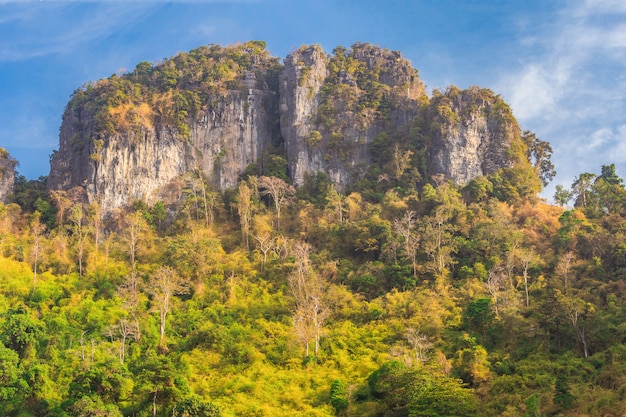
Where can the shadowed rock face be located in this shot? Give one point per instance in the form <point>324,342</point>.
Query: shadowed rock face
<point>7,175</point>
<point>332,108</point>
<point>217,110</point>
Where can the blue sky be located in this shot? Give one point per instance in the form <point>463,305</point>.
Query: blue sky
<point>561,65</point>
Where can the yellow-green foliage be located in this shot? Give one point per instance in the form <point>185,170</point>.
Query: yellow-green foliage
<point>443,298</point>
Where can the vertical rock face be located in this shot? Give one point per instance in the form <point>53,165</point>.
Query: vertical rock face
<point>473,135</point>
<point>300,86</point>
<point>357,113</point>
<point>7,175</point>
<point>231,135</point>
<point>331,108</point>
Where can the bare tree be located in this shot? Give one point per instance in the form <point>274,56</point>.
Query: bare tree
<point>36,228</point>
<point>63,203</point>
<point>134,227</point>
<point>309,290</point>
<point>265,244</point>
<point>163,286</point>
<point>405,228</point>
<point>527,259</point>
<point>564,267</point>
<point>280,192</point>
<point>244,209</point>
<point>401,161</point>
<point>124,330</point>
<point>419,342</point>
<point>79,232</point>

# # # # #

**Task prompt**
Reproduce the material above line for line, without any change, and leave out the picture.

**Output of the task**
Where can the shadowed rock face be located in this shot? Give one point per instance in the form <point>324,342</point>.
Query: shadowed rock face
<point>7,175</point>
<point>332,108</point>
<point>217,110</point>
Where can the blue sky be located in this shot? Give one point per instance in the form <point>463,305</point>.
Query: blue sky
<point>561,65</point>
Where can the yellow-green foliage be located in this shot? Give one point per instance in the form <point>185,170</point>.
Query: yellow-green foliage
<point>443,298</point>
Where can the vertical rock face be located in this shot? Give one point per instance in the form <point>53,165</point>.
Query: vertical rock face
<point>473,135</point>
<point>300,86</point>
<point>357,113</point>
<point>7,175</point>
<point>231,135</point>
<point>331,108</point>
Where can the bare tree be located in this shot? Give one point per instance in the form <point>274,56</point>.
Query: bare tree
<point>36,228</point>
<point>63,203</point>
<point>134,227</point>
<point>309,290</point>
<point>265,244</point>
<point>163,286</point>
<point>405,228</point>
<point>527,259</point>
<point>564,267</point>
<point>280,192</point>
<point>244,209</point>
<point>401,161</point>
<point>124,330</point>
<point>419,342</point>
<point>79,232</point>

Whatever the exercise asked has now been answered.